Activity →
Down to the last line, output the records below exactly.

Data to examine →
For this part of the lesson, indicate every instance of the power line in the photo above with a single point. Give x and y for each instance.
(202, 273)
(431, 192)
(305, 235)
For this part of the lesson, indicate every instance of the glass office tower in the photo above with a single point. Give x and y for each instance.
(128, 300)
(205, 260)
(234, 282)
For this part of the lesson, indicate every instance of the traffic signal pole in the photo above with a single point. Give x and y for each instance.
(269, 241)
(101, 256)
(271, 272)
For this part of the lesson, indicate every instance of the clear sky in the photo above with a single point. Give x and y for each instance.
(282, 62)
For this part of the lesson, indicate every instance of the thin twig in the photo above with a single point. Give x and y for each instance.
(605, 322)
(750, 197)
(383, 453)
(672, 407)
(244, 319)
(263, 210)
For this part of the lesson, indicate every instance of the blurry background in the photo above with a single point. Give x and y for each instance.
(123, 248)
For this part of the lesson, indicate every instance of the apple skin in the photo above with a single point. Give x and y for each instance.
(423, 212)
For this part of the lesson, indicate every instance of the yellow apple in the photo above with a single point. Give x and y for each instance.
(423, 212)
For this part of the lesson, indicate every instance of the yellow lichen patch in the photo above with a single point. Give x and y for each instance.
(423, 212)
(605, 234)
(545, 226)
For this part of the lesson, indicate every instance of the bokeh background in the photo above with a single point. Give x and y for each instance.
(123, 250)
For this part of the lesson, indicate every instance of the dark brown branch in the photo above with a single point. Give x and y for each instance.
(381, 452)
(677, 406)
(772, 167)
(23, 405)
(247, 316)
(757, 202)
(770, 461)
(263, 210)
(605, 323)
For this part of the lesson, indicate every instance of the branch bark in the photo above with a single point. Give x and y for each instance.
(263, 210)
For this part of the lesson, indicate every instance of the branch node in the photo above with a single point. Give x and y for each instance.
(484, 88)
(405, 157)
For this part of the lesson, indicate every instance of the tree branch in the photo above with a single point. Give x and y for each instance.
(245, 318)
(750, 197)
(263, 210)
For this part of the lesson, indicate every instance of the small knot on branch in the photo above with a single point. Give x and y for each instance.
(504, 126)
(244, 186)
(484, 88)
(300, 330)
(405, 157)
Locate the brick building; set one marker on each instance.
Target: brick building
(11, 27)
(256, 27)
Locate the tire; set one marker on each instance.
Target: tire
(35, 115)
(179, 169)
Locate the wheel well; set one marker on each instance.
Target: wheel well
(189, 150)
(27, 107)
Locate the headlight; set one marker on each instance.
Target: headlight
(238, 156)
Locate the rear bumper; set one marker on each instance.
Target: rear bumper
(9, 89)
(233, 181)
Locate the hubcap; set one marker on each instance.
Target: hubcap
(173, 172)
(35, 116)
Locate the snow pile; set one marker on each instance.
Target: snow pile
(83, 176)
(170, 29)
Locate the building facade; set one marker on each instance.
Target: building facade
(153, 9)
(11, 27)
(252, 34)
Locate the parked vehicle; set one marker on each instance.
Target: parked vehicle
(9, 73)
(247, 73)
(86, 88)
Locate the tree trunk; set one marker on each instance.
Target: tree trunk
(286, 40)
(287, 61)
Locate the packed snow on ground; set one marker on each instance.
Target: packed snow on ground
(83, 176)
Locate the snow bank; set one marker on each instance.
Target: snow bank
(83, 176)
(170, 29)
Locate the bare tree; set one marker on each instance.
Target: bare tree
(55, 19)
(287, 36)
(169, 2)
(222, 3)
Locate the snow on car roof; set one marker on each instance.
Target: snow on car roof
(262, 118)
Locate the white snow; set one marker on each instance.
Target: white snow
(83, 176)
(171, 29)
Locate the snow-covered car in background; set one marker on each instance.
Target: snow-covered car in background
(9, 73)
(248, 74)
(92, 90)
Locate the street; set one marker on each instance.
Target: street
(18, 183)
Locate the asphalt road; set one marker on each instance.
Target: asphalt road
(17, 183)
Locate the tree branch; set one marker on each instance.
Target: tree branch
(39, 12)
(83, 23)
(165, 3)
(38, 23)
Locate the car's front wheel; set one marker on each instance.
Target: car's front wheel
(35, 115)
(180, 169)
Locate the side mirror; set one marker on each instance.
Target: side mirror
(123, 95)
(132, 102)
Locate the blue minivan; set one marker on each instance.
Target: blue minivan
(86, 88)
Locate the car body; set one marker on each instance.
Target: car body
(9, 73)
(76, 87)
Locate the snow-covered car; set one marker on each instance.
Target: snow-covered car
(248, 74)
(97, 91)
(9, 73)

Answer to this task →
For this part of the lesson, indicate every instance of the power line in the photo above with a single point. Give x and y for each instance.
(202, 273)
(431, 192)
(305, 235)
For this part of the lesson, indicate every instance of the glass office tower in the photo above with a single point. Give x and y for each instance.
(128, 300)
(205, 260)
(234, 282)
For this part of the lesson, indicate every instance of the traffic signal pole in the photo above with a single point. Give x and y for each instance.
(269, 241)
(101, 256)
(271, 272)
For this part of the lesson, indicate every instance of the clear sky in the photo above with a single point. Give x and y for each instance.
(282, 62)
For this part of the lesson, indicate every instance of the thin twig in the photo above with a single point. Give x and y for each instance.
(605, 322)
(750, 197)
(383, 453)
(672, 407)
(244, 319)
(263, 210)
For this part of the lesson, indicate every instance of the blurry background in the photo above with a single point. Give x and y for each instance.
(123, 248)
For this part of the lesson, indicate every instance of the apple skin in the photo above with a single point. Give x and y for each instance.
(423, 212)
For this part of the lesson, indicate every instance of the yellow apple in the photo above with a single point. Give x and y for each instance.
(423, 212)
For this part of the lesson, indicate every instance of the yellow lichen patch in the photo above with a single point. Give x and y for each instance.
(423, 212)
(605, 234)
(545, 226)
For this part of the lesson, indicate every instance of the bokeh background in the photo above with a single point. Give x and y for each instance.
(123, 250)
For this part of the lesson, indicate every instance of the dark brown branch in the photo above with a single point. Give x and y for each instance.
(381, 452)
(677, 406)
(772, 167)
(23, 405)
(247, 316)
(757, 202)
(770, 461)
(263, 210)
(605, 323)
For this part of the lesson, indicate every instance of the branch bark in the photo above with a single point. Give x and y for each instance.
(263, 210)
For this part of the lesson, indicate every instance of the branch node in the photo above with a single point. Give x and y for each instance.
(484, 88)
(405, 157)
For this part of the lesson, indicate every instance of the tree branch in the photo above with a single point. Give x and y for each instance.
(245, 318)
(750, 197)
(263, 210)
For this part of the lesson, indicate every instance of the small knot on branch in the photo above with a single point. Give x and y for each instance.
(504, 126)
(244, 186)
(484, 88)
(300, 330)
(405, 157)
Locate the brick building; set one marker on each instance.
Target: brick building
(11, 27)
(256, 27)
Locate the tire; set one marker on each instance.
Target: tire
(35, 115)
(179, 169)
Locate the wheel well; set one marker on each instance.
Target: wheel well
(189, 150)
(27, 107)
Locate the headlight; set one marker on each instance.
Target: headlight
(238, 156)
Locate the rear bumper; set one marker on each instance.
Target: rear bumper
(9, 89)
(233, 181)
Locate the hubcap; set one marker on each instance.
Target: hubcap
(173, 172)
(35, 116)
Locate the snow pile; set one marker on each instance.
Target: snow pile
(83, 176)
(170, 29)
Locate the building facade; set one marker on each instance.
Target: building facade
(153, 9)
(11, 27)
(252, 34)
Locate the parked vehicle; set one marker on each instance.
Target: parked vehicle
(9, 73)
(247, 73)
(86, 88)
Locate the tree trunk; set one marker on each instance.
Target: tree trunk
(286, 40)
(287, 61)
Locate the packed snow on ground; set one marker on each instance.
Target: packed snow on ground
(83, 176)
Locate the snow bank; set one marker on each instance.
Target: snow bank
(83, 176)
(170, 29)
Locate the bare tree; set one marker on each instance.
Target: bare tree
(55, 19)
(287, 36)
(169, 2)
(222, 3)
Locate the snow on car roof; set one marker on each instance.
Target: snow on car roof
(262, 118)
Locate the white snow; set one marker on each instance.
Target: white snow
(83, 176)
(171, 29)
Locate the snow-covered car in background; set one marker on each instance.
Target: snow-covered car in background
(9, 73)
(248, 74)
(92, 90)
Locate the street; set one marker on each instance.
Target: street
(18, 183)
Locate the asphalt road; set one marker on each instance.
Target: asphalt road
(17, 183)
Locate the tree branch; set one marker on each instance.
Target: tree branch
(39, 12)
(83, 23)
(165, 3)
(38, 23)
Locate the car's front wheel; set one marker on each instance.
Target: car's front wheel
(35, 115)
(180, 169)
Locate the side mirror; set one marker on each instance.
Target: side mirror
(123, 95)
(132, 102)
Locate the blue minivan; set one marker on each instance.
Target: blue minivan
(86, 88)
Locate the car body; set one marker on each instance.
Target: car body
(9, 73)
(76, 87)
Locate the snow-covered car; set one marker on each instance.
Target: snow-covered car
(248, 74)
(97, 91)
(9, 73)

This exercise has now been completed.